**EXERCISE BRIEF**. Count the lines in the entries below that contain the string "underwater", matching case exactly, and reply with the number alone.

(Collection entries)
□ □ □ □ □ □ □

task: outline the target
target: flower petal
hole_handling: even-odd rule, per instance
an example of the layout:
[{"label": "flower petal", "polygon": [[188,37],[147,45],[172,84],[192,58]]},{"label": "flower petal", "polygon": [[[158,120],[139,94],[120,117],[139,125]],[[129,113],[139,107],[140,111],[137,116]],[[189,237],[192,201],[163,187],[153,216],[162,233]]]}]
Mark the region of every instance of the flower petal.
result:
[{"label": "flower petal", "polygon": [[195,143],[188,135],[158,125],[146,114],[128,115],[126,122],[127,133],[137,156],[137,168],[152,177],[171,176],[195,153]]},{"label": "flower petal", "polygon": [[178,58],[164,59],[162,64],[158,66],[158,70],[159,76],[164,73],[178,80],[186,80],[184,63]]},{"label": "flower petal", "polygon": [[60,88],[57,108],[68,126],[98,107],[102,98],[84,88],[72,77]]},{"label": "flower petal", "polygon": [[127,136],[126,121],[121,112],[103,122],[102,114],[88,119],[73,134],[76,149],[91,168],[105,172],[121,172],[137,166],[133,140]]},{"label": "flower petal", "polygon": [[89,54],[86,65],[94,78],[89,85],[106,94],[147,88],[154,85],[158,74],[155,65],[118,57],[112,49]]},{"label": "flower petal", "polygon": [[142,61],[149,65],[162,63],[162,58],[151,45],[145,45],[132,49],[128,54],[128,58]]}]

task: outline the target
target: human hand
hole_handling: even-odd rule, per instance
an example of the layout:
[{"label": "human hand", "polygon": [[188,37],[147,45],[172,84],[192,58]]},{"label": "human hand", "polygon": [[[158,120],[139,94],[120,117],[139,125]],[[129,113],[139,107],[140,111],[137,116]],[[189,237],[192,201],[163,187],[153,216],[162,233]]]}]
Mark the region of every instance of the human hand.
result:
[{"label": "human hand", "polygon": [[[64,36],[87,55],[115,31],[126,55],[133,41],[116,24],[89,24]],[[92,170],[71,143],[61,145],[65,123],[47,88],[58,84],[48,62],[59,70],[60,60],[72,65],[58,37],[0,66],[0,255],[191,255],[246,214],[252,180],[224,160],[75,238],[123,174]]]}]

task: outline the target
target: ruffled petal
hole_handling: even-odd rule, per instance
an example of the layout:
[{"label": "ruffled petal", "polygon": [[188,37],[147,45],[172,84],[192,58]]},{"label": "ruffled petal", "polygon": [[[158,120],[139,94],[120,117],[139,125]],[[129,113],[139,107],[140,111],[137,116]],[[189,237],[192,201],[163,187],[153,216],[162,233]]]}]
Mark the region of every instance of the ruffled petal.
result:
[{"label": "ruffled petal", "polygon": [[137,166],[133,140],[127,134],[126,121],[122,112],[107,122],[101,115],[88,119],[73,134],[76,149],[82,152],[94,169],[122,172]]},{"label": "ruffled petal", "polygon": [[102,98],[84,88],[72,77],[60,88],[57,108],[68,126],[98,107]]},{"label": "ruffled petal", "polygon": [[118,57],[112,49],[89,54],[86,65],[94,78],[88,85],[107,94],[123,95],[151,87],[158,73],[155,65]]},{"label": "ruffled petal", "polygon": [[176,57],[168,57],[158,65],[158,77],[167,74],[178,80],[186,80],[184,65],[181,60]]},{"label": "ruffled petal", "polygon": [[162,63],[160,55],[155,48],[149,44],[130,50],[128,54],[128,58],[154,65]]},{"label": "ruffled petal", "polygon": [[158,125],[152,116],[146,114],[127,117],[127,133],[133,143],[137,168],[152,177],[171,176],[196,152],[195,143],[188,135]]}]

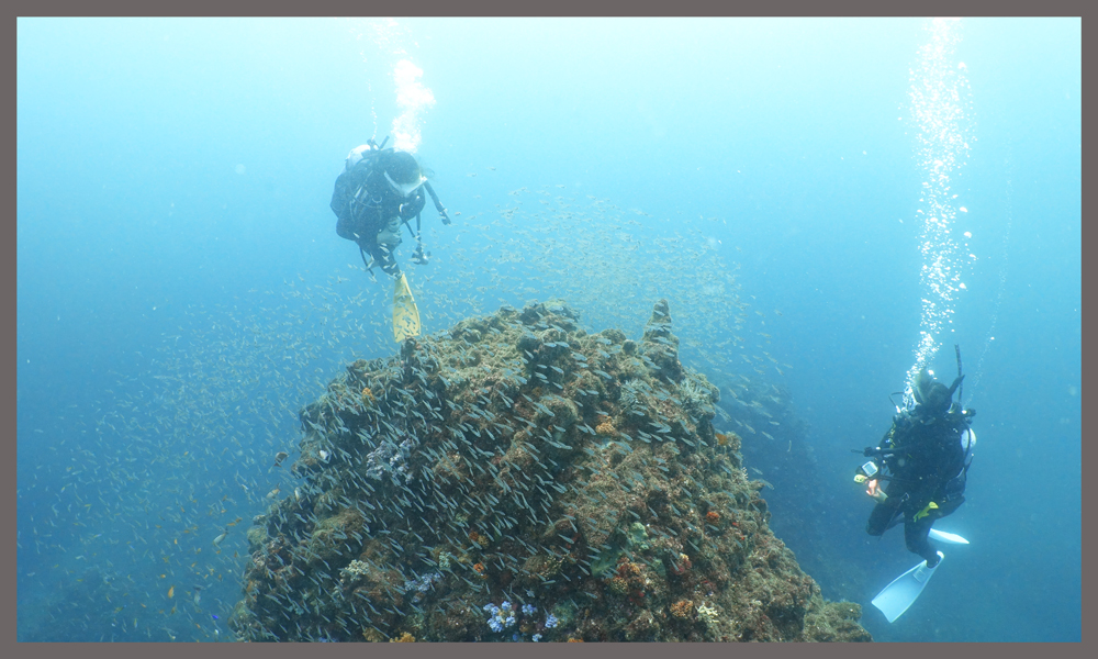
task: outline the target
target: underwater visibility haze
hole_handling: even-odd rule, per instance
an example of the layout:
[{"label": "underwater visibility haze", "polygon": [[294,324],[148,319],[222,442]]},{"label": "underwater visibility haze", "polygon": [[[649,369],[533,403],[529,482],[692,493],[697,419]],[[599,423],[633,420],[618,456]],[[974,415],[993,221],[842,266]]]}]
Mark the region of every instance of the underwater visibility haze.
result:
[{"label": "underwater visibility haze", "polygon": [[1082,639],[1080,20],[16,32],[20,640]]}]

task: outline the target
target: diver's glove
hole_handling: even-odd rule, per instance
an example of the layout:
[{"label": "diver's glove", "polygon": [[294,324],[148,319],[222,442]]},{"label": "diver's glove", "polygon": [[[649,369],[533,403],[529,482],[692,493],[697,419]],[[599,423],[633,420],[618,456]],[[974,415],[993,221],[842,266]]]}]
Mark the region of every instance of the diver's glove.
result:
[{"label": "diver's glove", "polygon": [[870,498],[873,499],[873,501],[876,501],[877,503],[884,503],[885,500],[888,499],[888,495],[885,494],[885,491],[882,490],[881,487],[877,484],[876,479],[871,480],[867,483],[867,487],[869,489],[865,490],[865,493],[869,494]]},{"label": "diver's glove", "polygon": [[423,245],[416,247],[415,253],[412,255],[412,263],[417,266],[426,266],[430,263],[430,253],[423,250]]}]

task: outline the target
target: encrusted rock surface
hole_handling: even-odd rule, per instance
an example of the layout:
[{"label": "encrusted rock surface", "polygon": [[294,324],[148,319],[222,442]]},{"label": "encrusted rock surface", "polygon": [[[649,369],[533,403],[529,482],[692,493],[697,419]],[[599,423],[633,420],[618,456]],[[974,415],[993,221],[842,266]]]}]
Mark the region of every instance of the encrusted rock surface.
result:
[{"label": "encrusted rock surface", "polygon": [[246,640],[871,640],[768,526],[665,300],[638,340],[561,301],[357,361],[257,518]]}]

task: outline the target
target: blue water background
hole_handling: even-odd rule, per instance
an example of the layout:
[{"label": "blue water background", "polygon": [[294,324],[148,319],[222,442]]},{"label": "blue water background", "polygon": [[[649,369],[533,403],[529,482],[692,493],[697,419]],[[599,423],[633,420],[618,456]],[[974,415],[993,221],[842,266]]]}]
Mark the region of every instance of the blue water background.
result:
[{"label": "blue water background", "polygon": [[[485,222],[522,187],[562,186],[553,192],[657,217],[718,217],[709,234],[740,264],[752,310],[766,314],[764,327],[752,314],[752,331],[769,334],[770,353],[793,367],[780,383],[810,424],[826,483],[803,496],[827,502],[831,533],[820,541],[849,561],[832,574],[861,576],[814,574],[825,595],[862,603],[862,623],[878,640],[1079,640],[1080,21],[963,23],[957,57],[967,66],[977,141],[955,186],[968,209],[955,231],[972,232],[977,258],[935,366],[950,376],[952,344],[961,344],[979,444],[967,502],[939,527],[972,545],[946,549],[920,601],[895,624],[869,600],[915,557],[898,529],[879,541],[865,535],[870,503],[850,482],[849,449],[887,429],[886,396],[903,387],[918,340],[915,213],[923,175],[907,92],[928,40],[925,21],[402,20],[401,45],[437,101],[424,113],[418,155],[451,214],[462,211],[441,230],[428,205],[437,260],[427,268],[445,275],[462,217]],[[216,355],[224,345],[245,359],[232,343],[242,331],[225,319],[253,319],[287,340],[323,334],[324,312],[274,311],[278,294],[265,291],[294,283],[352,295],[382,286],[349,267],[357,249],[335,235],[327,205],[346,153],[389,134],[399,112],[394,58],[365,25],[19,21],[21,637],[37,638],[31,630],[48,614],[35,603],[83,578],[89,562],[133,574],[141,585],[127,607],[181,600],[197,578],[182,576],[190,559],[164,560],[179,547],[167,532],[134,549],[135,536],[147,535],[138,525],[156,510],[160,521],[152,521],[178,524],[175,539],[208,562],[225,521],[208,509],[231,495],[236,505],[225,515],[244,516],[242,530],[258,512],[261,498],[246,499],[234,484],[242,472],[234,461],[267,460],[271,443],[249,436],[244,416],[228,453],[195,439],[191,450],[203,457],[188,461],[178,443],[165,443],[168,471],[145,459],[159,439],[125,446],[100,422],[119,401],[171,409],[148,393],[171,355]],[[464,248],[493,239],[460,236]],[[408,253],[405,244],[404,263]],[[349,281],[333,284],[335,276]],[[491,281],[484,275],[466,286]],[[371,321],[388,313],[355,310]],[[377,336],[356,354],[391,354]],[[233,392],[222,404],[243,403],[260,421],[266,406],[296,410],[350,348],[313,349],[318,371],[293,376],[311,392],[256,405],[265,383],[244,373],[235,388],[216,384]],[[152,469],[164,483],[144,511],[122,503],[135,500],[124,478],[107,476],[127,455],[142,458],[134,470]],[[278,480],[250,473],[260,494]],[[180,502],[191,507],[187,524],[168,512]],[[112,524],[89,512],[103,506]],[[190,522],[199,528],[183,534]],[[211,563],[219,580],[208,581],[188,619],[165,614],[160,625],[143,618],[136,635],[104,626],[74,638],[167,640],[164,629],[179,639],[224,638],[246,547],[243,533],[226,540]],[[161,580],[168,566],[180,576]],[[87,606],[90,615],[94,605]]]}]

□ □ □ □ □ □ □

**THE RESULT**. 4